_Given request_
Your task is to copy every line of this material exactly.

======== Entries ========

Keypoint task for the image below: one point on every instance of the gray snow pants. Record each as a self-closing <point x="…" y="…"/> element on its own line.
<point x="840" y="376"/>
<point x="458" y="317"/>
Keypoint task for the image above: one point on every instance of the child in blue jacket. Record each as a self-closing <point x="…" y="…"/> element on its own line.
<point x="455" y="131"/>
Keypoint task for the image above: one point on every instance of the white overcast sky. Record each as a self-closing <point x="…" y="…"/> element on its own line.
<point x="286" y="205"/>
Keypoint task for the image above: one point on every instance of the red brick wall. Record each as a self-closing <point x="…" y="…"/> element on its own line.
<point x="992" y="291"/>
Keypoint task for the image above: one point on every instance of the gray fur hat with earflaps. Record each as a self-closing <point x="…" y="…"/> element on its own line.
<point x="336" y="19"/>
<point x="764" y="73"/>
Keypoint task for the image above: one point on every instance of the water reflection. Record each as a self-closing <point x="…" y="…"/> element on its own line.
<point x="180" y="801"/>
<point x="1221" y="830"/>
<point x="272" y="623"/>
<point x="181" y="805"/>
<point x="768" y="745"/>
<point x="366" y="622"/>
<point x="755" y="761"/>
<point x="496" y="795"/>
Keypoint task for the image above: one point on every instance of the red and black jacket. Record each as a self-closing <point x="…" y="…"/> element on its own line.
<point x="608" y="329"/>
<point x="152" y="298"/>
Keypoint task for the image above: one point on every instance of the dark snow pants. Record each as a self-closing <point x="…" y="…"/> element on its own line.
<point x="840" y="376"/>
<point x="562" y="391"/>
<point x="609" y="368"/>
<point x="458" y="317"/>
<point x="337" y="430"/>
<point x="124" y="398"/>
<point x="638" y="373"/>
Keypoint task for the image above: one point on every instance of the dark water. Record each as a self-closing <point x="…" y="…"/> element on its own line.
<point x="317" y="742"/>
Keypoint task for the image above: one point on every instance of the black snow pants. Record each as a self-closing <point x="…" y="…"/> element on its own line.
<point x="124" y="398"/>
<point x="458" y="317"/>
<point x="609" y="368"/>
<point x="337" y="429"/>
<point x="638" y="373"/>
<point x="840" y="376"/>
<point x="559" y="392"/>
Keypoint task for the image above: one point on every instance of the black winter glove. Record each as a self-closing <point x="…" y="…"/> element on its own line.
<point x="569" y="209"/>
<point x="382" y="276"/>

========

_Result_
Keypoint task for the image below: one point on every instance of the gray snow pants. Record each as a self-closing <point x="…" y="…"/> element on its own line.
<point x="840" y="376"/>
<point x="458" y="317"/>
Keypoint task for the image above: one point on every instance of the child in blue jacket. Record each as a self-closing <point x="…" y="…"/> element on its own line.
<point x="455" y="131"/>
Keypoint task for the image above: one point on every instance of the white overcast sky. Record each as a self-closing <point x="…" y="…"/> element on its own line.
<point x="286" y="205"/>
Keypoint task for the image above: one point on every instance of the red brick wall. Record each as a self-closing <point x="…" y="…"/> element on its own line.
<point x="992" y="291"/>
Keypoint task for the image above: one point on every instance of the gray fur hat with earflaps. Record each as a self-closing <point x="…" y="…"/> element on its own line.
<point x="336" y="19"/>
<point x="764" y="73"/>
Keypoint task for the image above: one point on every instance of the water reflection. Record each as a self-closing <point x="…" y="…"/> element on its own line.
<point x="180" y="801"/>
<point x="1221" y="830"/>
<point x="272" y="623"/>
<point x="181" y="805"/>
<point x="768" y="745"/>
<point x="366" y="622"/>
<point x="755" y="761"/>
<point x="496" y="795"/>
Keypoint task for the image above: one point on every instance of the red and black jacket. Record each as a self-closing <point x="…" y="…"/> element on its own line.
<point x="608" y="329"/>
<point x="152" y="298"/>
Keypoint task for the image above: one point on every instance of the dark snow pants. Record each as a self-closing <point x="…" y="…"/> element on its own line.
<point x="840" y="376"/>
<point x="562" y="391"/>
<point x="609" y="368"/>
<point x="458" y="317"/>
<point x="337" y="430"/>
<point x="124" y="398"/>
<point x="638" y="373"/>
Keypoint task for the image above: one point on every instance of the dark water. Record each as a self-closing <point x="…" y="…"/> element on its own line.
<point x="317" y="742"/>
Keypoint task for the image above: one point on every instance of the black snow pants. Record each as a self-closing <point x="…" y="…"/> element on its own line.
<point x="124" y="398"/>
<point x="458" y="317"/>
<point x="609" y="368"/>
<point x="337" y="429"/>
<point x="638" y="373"/>
<point x="840" y="376"/>
<point x="559" y="392"/>
Keypoint task for the image above: one point on every instance of the black winter glove. Record each as a self-closing <point x="…" y="…"/> element on its own line.
<point x="569" y="209"/>
<point x="382" y="276"/>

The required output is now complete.